_Excerpt_:
Rivlin pleads with government to resolve hospital budget crisis
President meets with directors of 6 medical centers, warns there is ‘no time to waste’
Stuart Winer is a breaking news editor at The Times of Israel.
President Reuven Rivlin on Monday called on the government to immediately resolve a budgeting crisis for the country’s seven private hospitals, which have warned that if they are not given state funding they will be forced to go into emergency mode this week and provide only life-saving services.
“I call from here on the Israeli government, on those who head it and the ministers of finance and health: Intervene in this crisis now,” Rivlin said as he met with medical center directors, according to a statement from his office. “The hospital heads need the budgetary issues resolved, allowing their teams to deal with the patients.”
Private hospitals say they have been impacted by the ongoing coronavirus outbreak and are demanding funding on an equal footing with state-run hospitals, which, they claim, receive billions of shekels in financing from the government.
All the country’s hospitals have been straining under the burden of the coronavirus outbreak as staff try to continue regular services while also caring for virus patients in special wards that require more manpower per patient. The hospitals have at times hit or exceeded their maximum capacity.
“We cannot allow our private hospitals to collapse,” Rivlin urged. “We cannot allow the coronavirus to defeat our hospitals. The budgetary discrepancy must be resolved. It must be fundamentally resolved at the level of infrastructure, and at the same time, there needs to be an immediate emergency response.”

_What to do_:
A - Copy the part of the hospital budget article starting at "All the country’s" and ending at "their maximum capacity.", word for word.
B - In the hospital budget article, what do the private hospitals say they will be forced to do this week if they are not given state funding?
C - Continue the article about Rivlin and the hospital budget crisis from where it stops.
The data that follows is separate material and is not part of the hospital budget article.

_Data to examine_:

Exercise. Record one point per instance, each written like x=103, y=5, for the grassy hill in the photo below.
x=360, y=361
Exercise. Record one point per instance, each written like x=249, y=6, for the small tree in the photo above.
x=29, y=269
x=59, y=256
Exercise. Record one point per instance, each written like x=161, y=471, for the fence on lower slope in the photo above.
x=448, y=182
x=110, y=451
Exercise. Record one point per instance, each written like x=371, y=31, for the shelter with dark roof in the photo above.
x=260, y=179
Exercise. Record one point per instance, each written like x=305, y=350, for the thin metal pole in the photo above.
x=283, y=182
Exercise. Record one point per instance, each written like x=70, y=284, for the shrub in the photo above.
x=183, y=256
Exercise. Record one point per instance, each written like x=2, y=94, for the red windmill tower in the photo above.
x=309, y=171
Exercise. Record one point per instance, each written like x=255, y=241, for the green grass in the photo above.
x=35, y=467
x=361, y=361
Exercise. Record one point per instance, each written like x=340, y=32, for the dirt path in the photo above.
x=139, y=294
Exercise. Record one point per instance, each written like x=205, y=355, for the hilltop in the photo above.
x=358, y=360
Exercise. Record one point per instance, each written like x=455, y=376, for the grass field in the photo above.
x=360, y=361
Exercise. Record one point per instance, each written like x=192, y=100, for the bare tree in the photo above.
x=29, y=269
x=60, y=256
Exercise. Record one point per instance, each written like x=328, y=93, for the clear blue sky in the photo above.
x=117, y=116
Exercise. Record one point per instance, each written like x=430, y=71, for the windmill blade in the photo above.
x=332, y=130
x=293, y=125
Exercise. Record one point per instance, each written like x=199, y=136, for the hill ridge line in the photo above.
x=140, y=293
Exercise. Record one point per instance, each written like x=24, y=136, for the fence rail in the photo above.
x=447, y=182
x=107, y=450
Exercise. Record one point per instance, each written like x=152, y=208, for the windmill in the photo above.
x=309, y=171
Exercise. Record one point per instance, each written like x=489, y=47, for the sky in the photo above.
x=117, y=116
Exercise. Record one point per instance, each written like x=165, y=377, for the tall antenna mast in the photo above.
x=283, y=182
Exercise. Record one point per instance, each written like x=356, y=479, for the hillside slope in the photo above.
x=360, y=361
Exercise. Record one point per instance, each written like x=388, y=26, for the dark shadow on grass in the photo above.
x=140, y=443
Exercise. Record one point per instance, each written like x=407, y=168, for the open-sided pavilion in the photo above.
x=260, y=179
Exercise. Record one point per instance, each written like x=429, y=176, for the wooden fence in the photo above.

==

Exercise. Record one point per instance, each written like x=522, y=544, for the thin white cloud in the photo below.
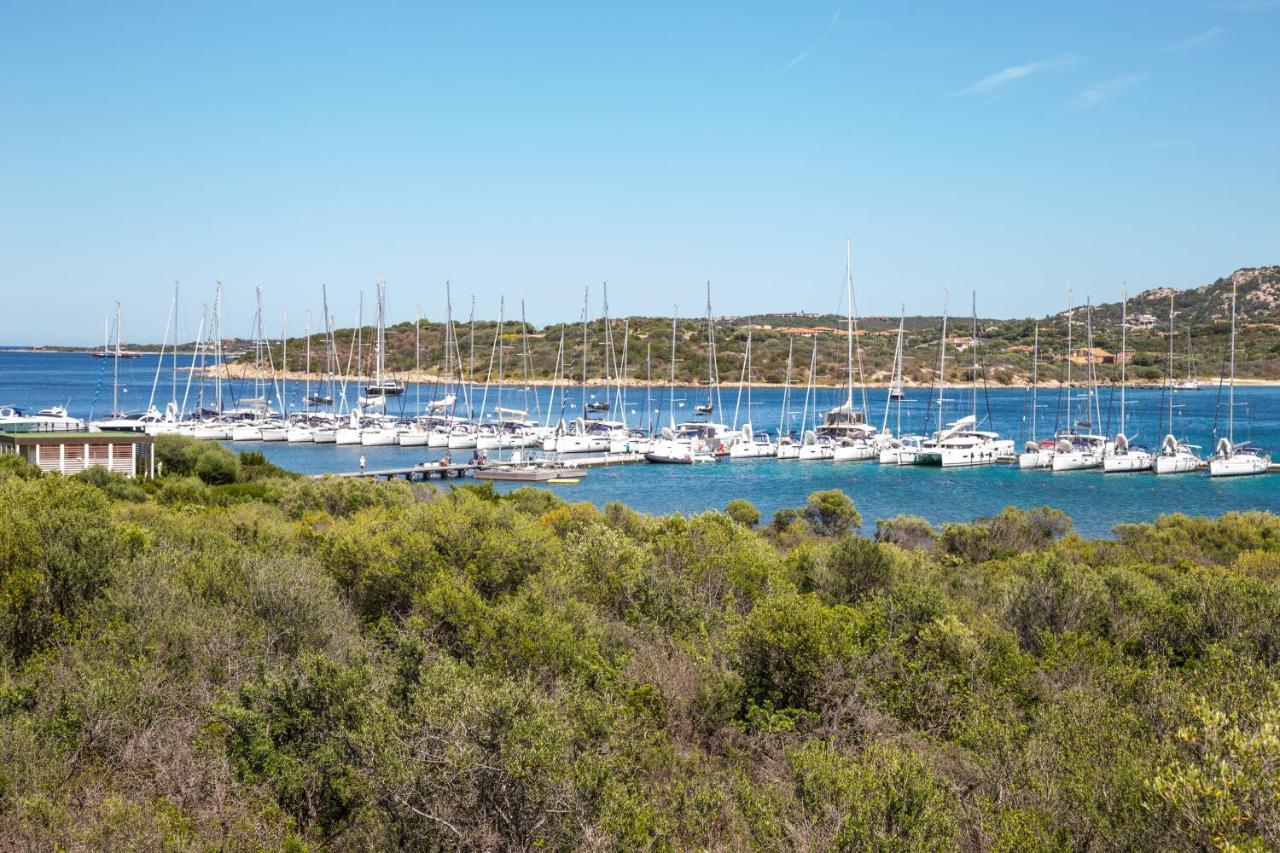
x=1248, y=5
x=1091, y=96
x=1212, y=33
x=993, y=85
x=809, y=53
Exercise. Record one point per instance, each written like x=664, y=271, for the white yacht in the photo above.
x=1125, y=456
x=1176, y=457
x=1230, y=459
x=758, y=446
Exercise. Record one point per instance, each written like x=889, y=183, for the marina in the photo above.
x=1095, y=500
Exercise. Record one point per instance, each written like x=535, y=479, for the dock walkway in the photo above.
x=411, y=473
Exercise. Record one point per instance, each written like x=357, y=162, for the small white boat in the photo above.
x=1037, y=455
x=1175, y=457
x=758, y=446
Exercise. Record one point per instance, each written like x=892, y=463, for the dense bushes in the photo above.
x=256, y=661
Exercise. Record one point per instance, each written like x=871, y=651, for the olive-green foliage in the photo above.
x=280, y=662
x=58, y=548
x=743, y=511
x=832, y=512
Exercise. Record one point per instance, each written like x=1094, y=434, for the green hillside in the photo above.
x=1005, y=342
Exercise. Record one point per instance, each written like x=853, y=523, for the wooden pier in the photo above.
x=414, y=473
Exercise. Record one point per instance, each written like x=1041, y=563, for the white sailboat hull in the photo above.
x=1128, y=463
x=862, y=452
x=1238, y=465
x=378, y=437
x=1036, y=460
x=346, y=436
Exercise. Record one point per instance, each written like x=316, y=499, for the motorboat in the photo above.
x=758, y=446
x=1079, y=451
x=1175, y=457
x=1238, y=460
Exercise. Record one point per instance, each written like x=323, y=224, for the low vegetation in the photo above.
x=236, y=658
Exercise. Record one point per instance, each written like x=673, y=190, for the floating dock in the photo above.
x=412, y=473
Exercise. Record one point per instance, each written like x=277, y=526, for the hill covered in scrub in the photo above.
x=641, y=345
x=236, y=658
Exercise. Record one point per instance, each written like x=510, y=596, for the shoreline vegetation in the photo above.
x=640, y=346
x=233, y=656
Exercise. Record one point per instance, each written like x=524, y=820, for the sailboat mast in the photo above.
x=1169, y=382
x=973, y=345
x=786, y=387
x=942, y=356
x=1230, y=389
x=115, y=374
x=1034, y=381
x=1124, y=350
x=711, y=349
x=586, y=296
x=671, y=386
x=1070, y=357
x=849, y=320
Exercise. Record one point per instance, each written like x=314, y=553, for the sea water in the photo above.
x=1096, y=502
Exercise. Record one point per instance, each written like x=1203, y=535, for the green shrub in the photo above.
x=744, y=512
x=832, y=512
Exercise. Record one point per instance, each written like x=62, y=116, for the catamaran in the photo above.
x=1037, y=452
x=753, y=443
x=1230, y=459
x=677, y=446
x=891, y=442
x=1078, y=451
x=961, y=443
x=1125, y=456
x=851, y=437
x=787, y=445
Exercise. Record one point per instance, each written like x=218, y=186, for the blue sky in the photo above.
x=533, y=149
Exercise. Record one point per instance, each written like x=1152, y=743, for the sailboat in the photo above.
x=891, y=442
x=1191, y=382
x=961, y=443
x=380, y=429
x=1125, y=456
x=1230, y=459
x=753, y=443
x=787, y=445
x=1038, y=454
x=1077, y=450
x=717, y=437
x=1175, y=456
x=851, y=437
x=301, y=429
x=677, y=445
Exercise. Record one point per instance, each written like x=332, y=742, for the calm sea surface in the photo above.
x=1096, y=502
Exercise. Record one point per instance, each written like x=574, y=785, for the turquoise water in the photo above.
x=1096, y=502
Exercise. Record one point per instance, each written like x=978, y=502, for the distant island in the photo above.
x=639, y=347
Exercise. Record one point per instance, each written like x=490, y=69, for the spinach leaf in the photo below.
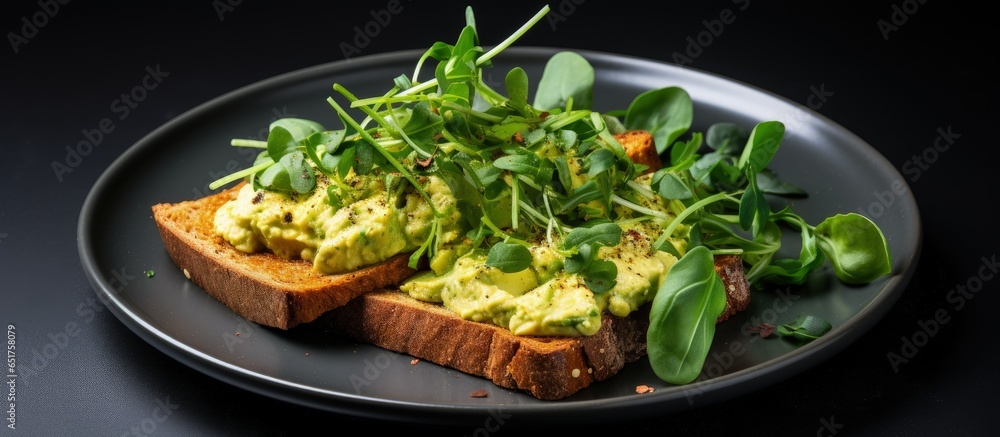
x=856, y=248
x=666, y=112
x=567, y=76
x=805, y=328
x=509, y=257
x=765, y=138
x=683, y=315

_Answers to the exercises_:
A -
All the country’s hospitals have been straining under the burden of the coronavirus outbreak as staff try to continue regular services while also caring for virus patients in special wards that require more manpower per patient. The hospitals have at times hit or exceeded their maximum capacity.

B - They will go into emergency mode and provide only life-saving services.

C -
Participating in the meeting were the heads of Hadassah Hospital, Shaare Zedek Medical Center, EMMS Nazareth Hospital, Mayanei HaYeshua Medical Center, Laniado Hospital, and the Saint-Louis French Hospital.
Describing private hospitals as “orphans,” Hadassah director Ze’ev Rotstein told Rivlin that the state treats the organizations “ungratefully because they have no ‘parents.'”
“When we get into economic difficulties because of this emergency, we have to ask for donations, whereas the government hospitals get payments from the state,” Rotstein said. “It’s absurd.”
“We are struggling to survive,” said Shaare Zedek director Ofer Marin. “As we face both regular patients and the coronavirus, we are collapsing. There are seven hospitals whose budget runs out every month. We aren’t paying suppliers, there’s no money for salaries. It’s in the hands of the finance minister.”
Last week the hospital heads, as well as the director of the Holy Family Hospital, demonstrated outside the Finance Ministry in Jerusalem where they warned they are facing financial collapse and that by this Wednesday they will be forced to offer only life-saving treatments.